■ **STATED EXERCISE**:
Copy out the lines from the one containing "Expected: for every instance of the twig, the" up to and including the one containing "Target: bird", requests included. Multiply every coordinate in the answers by 2 and round to whole numbers with halves rounded up, leaving the numbers in the requests unchanged.

**** EXCERPTED RECORDS

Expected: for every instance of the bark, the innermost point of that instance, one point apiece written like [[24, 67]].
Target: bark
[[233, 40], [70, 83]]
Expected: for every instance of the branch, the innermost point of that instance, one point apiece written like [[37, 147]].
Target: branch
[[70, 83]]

********
**** EXCERPTED RECORDS

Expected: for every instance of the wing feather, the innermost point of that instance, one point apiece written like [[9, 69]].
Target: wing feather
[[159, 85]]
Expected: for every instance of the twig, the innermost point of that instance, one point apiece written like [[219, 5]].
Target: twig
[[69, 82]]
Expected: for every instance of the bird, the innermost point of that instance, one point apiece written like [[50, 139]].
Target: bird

********

■ **ANSWER**:
Expected: for every instance of the twig, the innermost point of that instance, one point apiece written like [[219, 5]].
Target: twig
[[138, 164]]
Expected: for every instance of the bird, the innermost point of that instance, one point apiece written like [[50, 139]].
Target: bird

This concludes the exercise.